Instruction a. List the parameter names of the comsum function in the Combination Sum II solution, in the order they are declared.

Text excerpt.
* * *

Combination Sum II LeetCode Solution

Problem Statement

Given a collection of candidate numbers (candidates) and a target number (target), find all unique combinations in candidates where the candidate numbers sum to target.

Example 1:
Input: candidates = [10,1,2,7,6,1,5], target = 8
Output: 
[
[1,1,6],
[1,2,5],
[1,7],
[2,6]
]
Example 2:
Input: candidates = [2,5,2,1,2], target = 5
Output: 
[
[1,2,2],
[5]
]

Combination Sum II Leetcode Solution C++

class Solution {
public:
    vector<vector<int>> result;
    vector<vector<int>> combinationSum2(vector<int>& candidates, int target) {
        vector<int> curr;
        int n = candidates.size();
        sort(candidates.begin(), candidates.end());
        comsum(curr, target, 0, candidates, 0, n);
        return result;
    }
        void comsum(vector<int> &curr, int target, int sum, vector<int> &candidates, int curInd, int n){
        if(target == sum){
            result.push_back(curr);
            return;
        }
        else if(sum>target){
            return;
        }
        
        for(int i = curInd; i < n; i++){
            if(i != curInd && candidates[i]==candidates[i-1]) 
                continue;
            sum += candidates[i];
            curr.push_back(candidates[i]);
            comsum(curr, target, sum, candidates, i+1, n);
            sum -= candidates[i];
            curr.pop_back();
        }        
    }
};
Code language: C++ (cpp)

* * *

Instruction b. Transcribe the rows below word for word, starting at the line that contains "Guideline: the keypoint for each instance of the black" and ending at the last line of the rows.

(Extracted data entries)

* * *

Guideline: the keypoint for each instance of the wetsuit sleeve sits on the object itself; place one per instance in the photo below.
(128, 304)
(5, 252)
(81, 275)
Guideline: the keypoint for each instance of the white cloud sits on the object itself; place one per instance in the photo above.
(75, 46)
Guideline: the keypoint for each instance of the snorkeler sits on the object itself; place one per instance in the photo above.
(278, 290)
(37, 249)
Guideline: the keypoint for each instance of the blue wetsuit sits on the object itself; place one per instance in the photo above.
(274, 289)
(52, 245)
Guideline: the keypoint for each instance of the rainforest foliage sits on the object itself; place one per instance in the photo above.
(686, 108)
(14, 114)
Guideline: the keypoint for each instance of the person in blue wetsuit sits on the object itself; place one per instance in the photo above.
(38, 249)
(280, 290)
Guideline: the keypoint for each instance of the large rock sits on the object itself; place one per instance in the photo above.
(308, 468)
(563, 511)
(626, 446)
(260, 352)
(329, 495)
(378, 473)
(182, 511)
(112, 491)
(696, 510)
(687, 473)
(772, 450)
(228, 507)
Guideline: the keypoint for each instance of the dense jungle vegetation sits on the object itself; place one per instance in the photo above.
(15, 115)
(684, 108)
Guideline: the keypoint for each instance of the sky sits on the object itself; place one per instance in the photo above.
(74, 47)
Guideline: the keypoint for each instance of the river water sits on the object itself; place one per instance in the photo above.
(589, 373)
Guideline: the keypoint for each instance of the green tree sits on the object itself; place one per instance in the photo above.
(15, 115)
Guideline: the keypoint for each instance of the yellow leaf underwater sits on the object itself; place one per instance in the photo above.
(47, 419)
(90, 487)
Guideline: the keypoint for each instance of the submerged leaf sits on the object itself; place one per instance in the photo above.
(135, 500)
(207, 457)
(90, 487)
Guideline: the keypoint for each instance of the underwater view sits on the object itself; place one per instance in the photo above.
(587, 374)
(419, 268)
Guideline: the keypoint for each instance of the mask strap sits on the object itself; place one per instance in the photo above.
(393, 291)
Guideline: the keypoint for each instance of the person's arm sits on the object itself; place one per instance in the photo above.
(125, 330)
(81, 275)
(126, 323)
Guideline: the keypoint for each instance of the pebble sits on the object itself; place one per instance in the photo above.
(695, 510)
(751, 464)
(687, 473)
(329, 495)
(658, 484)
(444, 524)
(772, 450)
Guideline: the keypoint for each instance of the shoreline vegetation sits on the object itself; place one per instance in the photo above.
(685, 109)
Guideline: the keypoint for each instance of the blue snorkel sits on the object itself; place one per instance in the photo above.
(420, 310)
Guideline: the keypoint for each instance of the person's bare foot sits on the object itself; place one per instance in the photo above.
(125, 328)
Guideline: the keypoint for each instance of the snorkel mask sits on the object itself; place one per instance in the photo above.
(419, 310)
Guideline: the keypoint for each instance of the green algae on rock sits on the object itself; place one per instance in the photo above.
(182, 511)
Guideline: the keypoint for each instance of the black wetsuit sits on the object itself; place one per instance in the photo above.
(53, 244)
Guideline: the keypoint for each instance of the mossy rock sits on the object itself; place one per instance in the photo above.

* * *

Problem solution a. curr, target, sum, candidates, curInd, n

Problem solution b.
Guideline: the keypoint for each instance of the black wetsuit sits on the object itself; place one per instance in the photo above.
(53, 244)
Guideline: the keypoint for each instance of the mossy rock sits on the object itself; place one per instance in the photo above.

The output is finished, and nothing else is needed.